Data excerpts START

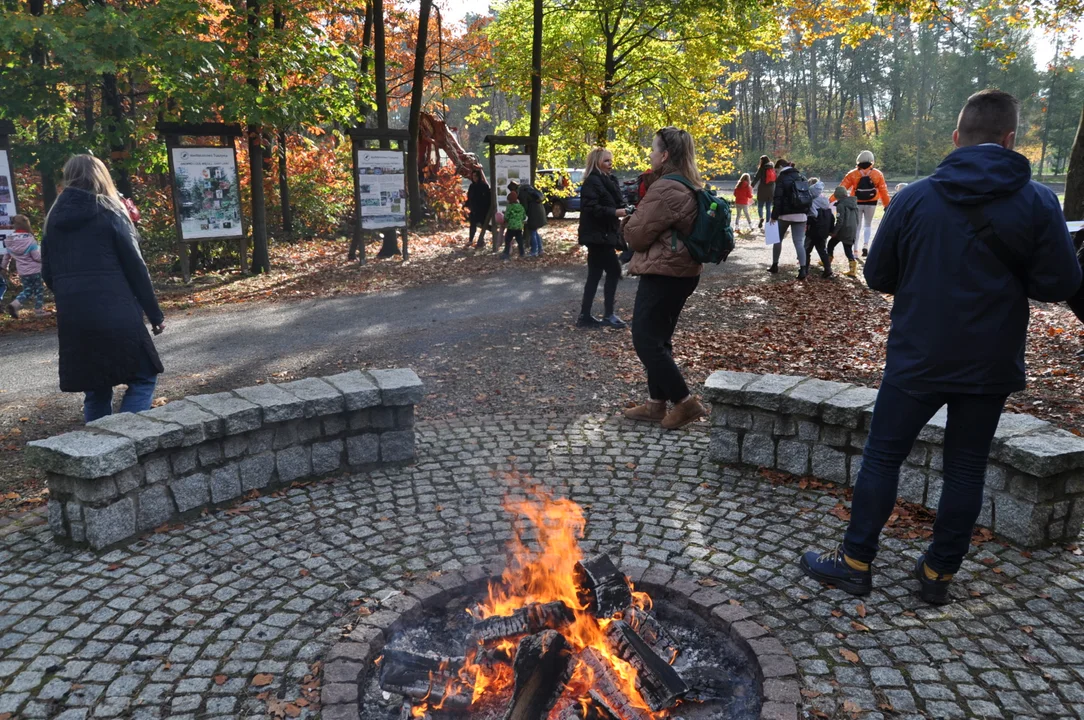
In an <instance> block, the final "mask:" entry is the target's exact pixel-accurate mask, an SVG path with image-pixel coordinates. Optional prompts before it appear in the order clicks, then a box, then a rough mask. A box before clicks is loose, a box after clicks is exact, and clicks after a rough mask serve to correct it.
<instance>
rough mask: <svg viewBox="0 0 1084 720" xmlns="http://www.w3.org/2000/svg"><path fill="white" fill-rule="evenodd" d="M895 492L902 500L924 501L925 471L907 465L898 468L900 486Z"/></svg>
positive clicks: (905, 500) (904, 465)
mask: <svg viewBox="0 0 1084 720" xmlns="http://www.w3.org/2000/svg"><path fill="white" fill-rule="evenodd" d="M896 494H898V496H899V497H900V498H901V499H902V500H903V501H904V502H916V503H918V504H919V505H920V504H922V503H924V502H925V501H926V472H925V471H921V470H918V468H916V467H909V466H907V465H904V466H903V467H902V468H900V487H899V489H898V490H896Z"/></svg>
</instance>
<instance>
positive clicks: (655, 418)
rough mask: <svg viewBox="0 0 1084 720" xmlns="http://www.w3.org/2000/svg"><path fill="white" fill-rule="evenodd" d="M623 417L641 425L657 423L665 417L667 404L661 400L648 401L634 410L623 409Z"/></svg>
mask: <svg viewBox="0 0 1084 720" xmlns="http://www.w3.org/2000/svg"><path fill="white" fill-rule="evenodd" d="M624 416H625V417H627V419H629V420H635V421H638V422H642V423H657V422H659V421H661V420H662V419H663V417H666V416H667V403H666V402H664V401H663V400H648V401H647V402H645V403H644V404H638V406H636V407H635V408H625V409H624Z"/></svg>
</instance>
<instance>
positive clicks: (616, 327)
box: [602, 312, 629, 330]
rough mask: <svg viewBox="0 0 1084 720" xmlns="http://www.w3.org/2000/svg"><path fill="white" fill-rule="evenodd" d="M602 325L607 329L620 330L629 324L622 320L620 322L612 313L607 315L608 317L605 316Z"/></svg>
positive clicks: (626, 322)
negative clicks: (613, 329) (615, 328)
mask: <svg viewBox="0 0 1084 720" xmlns="http://www.w3.org/2000/svg"><path fill="white" fill-rule="evenodd" d="M602 323H603V324H604V325H606V326H607V327H616V329H618V330H621V329H622V327H628V326H629V323H627V322H625V321H624V320H621V319H620V318H618V317H617V316H616V314H614V313H612V312H611V313H609V314H608V316H606V317H605V318H603V320H602Z"/></svg>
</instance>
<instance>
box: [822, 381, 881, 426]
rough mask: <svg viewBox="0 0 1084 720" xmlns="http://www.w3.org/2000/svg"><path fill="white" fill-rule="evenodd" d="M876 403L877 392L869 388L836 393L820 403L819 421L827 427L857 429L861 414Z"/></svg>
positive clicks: (870, 388) (851, 390) (861, 415)
mask: <svg viewBox="0 0 1084 720" xmlns="http://www.w3.org/2000/svg"><path fill="white" fill-rule="evenodd" d="M876 401H877V390H875V389H873V388H869V387H852V388H850V389H847V390H843V391H842V393H838V394H836V395H834V396H831V397H830V398H828V399H827V400H825V401H824V402H822V403H821V419H822V420H824V422H826V423H828V424H829V425H842V426H844V427H849V428H851V429H854V428H856V427H859V425H860V424H861V420H862V412H863V411H864V410H866V409H868V408H870V407H873V404H874V403H875V402H876Z"/></svg>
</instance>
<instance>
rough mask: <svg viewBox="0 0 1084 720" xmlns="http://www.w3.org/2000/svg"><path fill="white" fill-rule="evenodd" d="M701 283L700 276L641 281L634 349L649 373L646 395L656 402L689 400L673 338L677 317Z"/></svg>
mask: <svg viewBox="0 0 1084 720" xmlns="http://www.w3.org/2000/svg"><path fill="white" fill-rule="evenodd" d="M699 282H700V278H699V275H696V277H693V278H670V277H669V275H641V278H640V286H638V287H637V288H636V305H635V309H634V310H633V317H632V345H633V347H634V348H635V349H636V357H638V358H640V361H641V362H642V363H644V369H645V370H646V371H647V391H648V395H649V397H650V398H651V399H653V400H670V401H671V402H679V401H681V400H684V399H685V398H686V397H688V386H687V385H686V384H685V378H684V377H683V376H682V374H681V370H680V369H679V368H678V363H676V362H674V357H673V345H672V343H671V338H673V334H674V329H675V327H676V326H678V317H679V316H680V314H681V311H682V309H683V308H684V307H685V301H686V300H687V299H688V297H689V295H692V294H693V291H695V290H696V286H697V285H698V284H699Z"/></svg>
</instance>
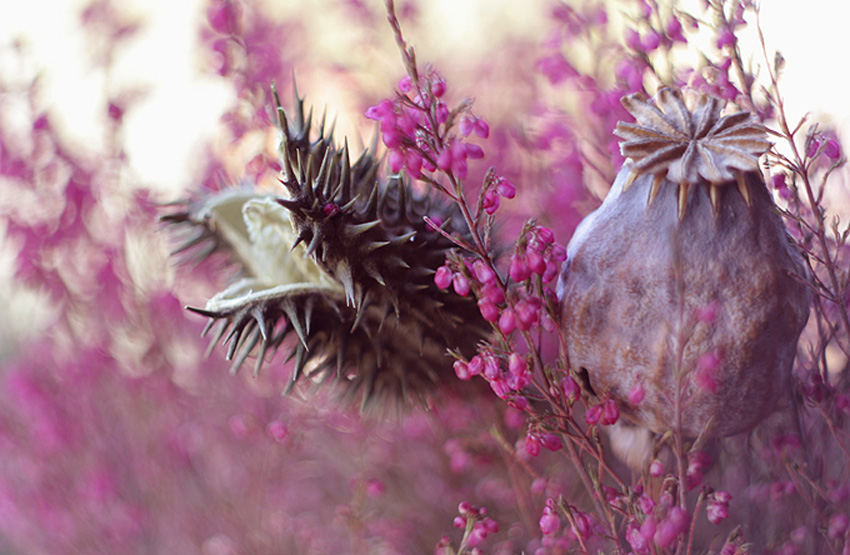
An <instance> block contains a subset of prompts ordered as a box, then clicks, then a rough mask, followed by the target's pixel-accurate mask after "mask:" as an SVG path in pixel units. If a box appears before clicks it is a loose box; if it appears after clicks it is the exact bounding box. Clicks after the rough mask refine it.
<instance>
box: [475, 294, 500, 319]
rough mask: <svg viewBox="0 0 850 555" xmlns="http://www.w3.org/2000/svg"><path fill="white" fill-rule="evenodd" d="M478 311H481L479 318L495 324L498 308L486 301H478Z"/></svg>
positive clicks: (497, 307)
mask: <svg viewBox="0 0 850 555" xmlns="http://www.w3.org/2000/svg"><path fill="white" fill-rule="evenodd" d="M478 310H480V311H481V316H482V317H483V318H484V319H485V320H486V321H488V322H495V321H496V320H498V319H499V308H498V307H497V306H496V305H494V304H493V303H491V302H490V301H489V300H488V299H479V300H478Z"/></svg>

Data excerpts END

What this task involves = Retype each record exactly as it appears above and drop the images.

Result of the exercise =
In an <instance> block, the final "mask:" entry is the target's exact pixel-accurate mask, an SVG path with image-pixel coordinates. Optional prompts before it appear in the order clicks, then a box, then a rough mask. A box before clicks is loose, a box after clicks is exact, and clicks after a rough mask serve to correct it.
<instance>
rough mask: <svg viewBox="0 0 1084 720" xmlns="http://www.w3.org/2000/svg"><path fill="white" fill-rule="evenodd" d="M895 492L902 500L924 501L925 471L907 465L898 468L900 486Z"/></svg>
positive clicks: (905, 500) (904, 465)
mask: <svg viewBox="0 0 1084 720" xmlns="http://www.w3.org/2000/svg"><path fill="white" fill-rule="evenodd" d="M896 494H898V496H899V497H900V498H901V499H902V500H903V501H904V502H916V503H918V504H919V505H920V504H922V503H924V502H925V501H926V472H925V471H921V470H918V468H916V467H909V466H907V465H904V466H903V467H902V468H900V487H899V489H898V490H896Z"/></svg>
</instance>
<instance>
positive clicks: (655, 418)
rough mask: <svg viewBox="0 0 1084 720" xmlns="http://www.w3.org/2000/svg"><path fill="white" fill-rule="evenodd" d="M623 417L641 425L657 423L665 417L667 404L661 400L648 401L634 410L623 409Z"/></svg>
mask: <svg viewBox="0 0 1084 720" xmlns="http://www.w3.org/2000/svg"><path fill="white" fill-rule="evenodd" d="M624 416H625V417H627V419H629V420H635V421H638V422H642V423H657V422H659V421H661V420H662V419H663V417H666V416H667V403H666V402H664V401H663V400H648V401H647V402H645V403H644V404H638V406H636V407H635V408H625V409H624Z"/></svg>
</instance>
<instance>
positive clicks: (616, 327)
box: [602, 312, 629, 330]
rough mask: <svg viewBox="0 0 1084 720" xmlns="http://www.w3.org/2000/svg"><path fill="white" fill-rule="evenodd" d="M602 325L607 329L620 330L629 324L622 320L620 322L612 313L607 315L608 317L605 316Z"/></svg>
positive clicks: (626, 322)
negative clicks: (613, 329) (615, 328)
mask: <svg viewBox="0 0 1084 720" xmlns="http://www.w3.org/2000/svg"><path fill="white" fill-rule="evenodd" d="M602 323H603V324H604V325H606V326H607V327H616V329H618V330H621V329H622V327H628V326H629V323H627V322H625V321H624V320H621V319H620V318H618V317H617V316H616V314H614V313H612V312H611V313H609V314H608V316H606V317H605V318H603V320H602Z"/></svg>
</instance>
<instance>
box: [822, 381, 881, 426]
rough mask: <svg viewBox="0 0 1084 720" xmlns="http://www.w3.org/2000/svg"><path fill="white" fill-rule="evenodd" d="M876 403L877 392L869 388L836 393L820 403L819 421L827 427L857 429L861 414Z"/></svg>
positive clicks: (870, 388) (851, 390) (861, 415)
mask: <svg viewBox="0 0 1084 720" xmlns="http://www.w3.org/2000/svg"><path fill="white" fill-rule="evenodd" d="M876 401H877V390H875V389H873V388H869V387H852V388H850V389H847V390H843V391H842V393H838V394H836V395H834V396H831V397H830V398H828V399H827V400H825V401H824V402H822V403H821V419H822V420H824V422H826V423H828V424H829V425H842V426H844V427H849V428H851V429H854V428H856V427H859V425H860V424H861V420H862V412H863V411H864V410H866V409H868V408H870V407H873V404H874V403H875V402H876Z"/></svg>
</instance>
<instance>
rough mask: <svg viewBox="0 0 1084 720" xmlns="http://www.w3.org/2000/svg"><path fill="white" fill-rule="evenodd" d="M701 283L700 276L641 281L634 349L649 373L646 395L656 402L689 400L673 338L677 317Z"/></svg>
mask: <svg viewBox="0 0 1084 720" xmlns="http://www.w3.org/2000/svg"><path fill="white" fill-rule="evenodd" d="M699 282H700V278H699V275H696V277H693V278H670V277H669V275H641V278H640V286H638V287H637V288H636V305H635V309H634V310H633V317H632V345H633V347H634V348H635V349H636V357H638V358H640V361H641V362H642V363H644V369H645V370H646V371H647V391H648V395H649V397H650V398H651V399H653V400H670V401H671V402H679V401H681V400H684V399H685V398H686V397H688V386H687V385H686V384H685V378H684V377H683V376H682V374H681V370H680V369H679V368H678V363H676V362H674V357H673V345H672V343H671V338H673V334H674V329H675V327H676V326H678V317H679V316H680V314H681V311H682V309H683V308H684V307H685V301H686V300H687V299H688V297H689V295H692V294H693V291H695V290H696V286H697V285H698V284H699Z"/></svg>
</instance>
An <instance> block contains a subset of prompts ordered as a box, then clicks, then a rough mask, followed by the target's pixel-accurate mask after "mask:" as an SVG path in pixel units. If a box appears before clicks it is a loose box; if it appears after clicks it is the exact bounding box. Clicks after the rough mask refine it.
<instance>
box: [475, 294, 500, 319]
rough mask: <svg viewBox="0 0 850 555" xmlns="http://www.w3.org/2000/svg"><path fill="white" fill-rule="evenodd" d="M478 311H481L479 318L495 324L498 308L486 301H478Z"/></svg>
positive clicks: (497, 307)
mask: <svg viewBox="0 0 850 555" xmlns="http://www.w3.org/2000/svg"><path fill="white" fill-rule="evenodd" d="M478 310H480V311H481V316H482V317H483V318H484V319H485V320H486V321H488V322H495V321H496V320H498V319H499V308H498V307H497V306H496V305H494V304H493V303H491V302H490V301H489V300H488V299H479V300H478Z"/></svg>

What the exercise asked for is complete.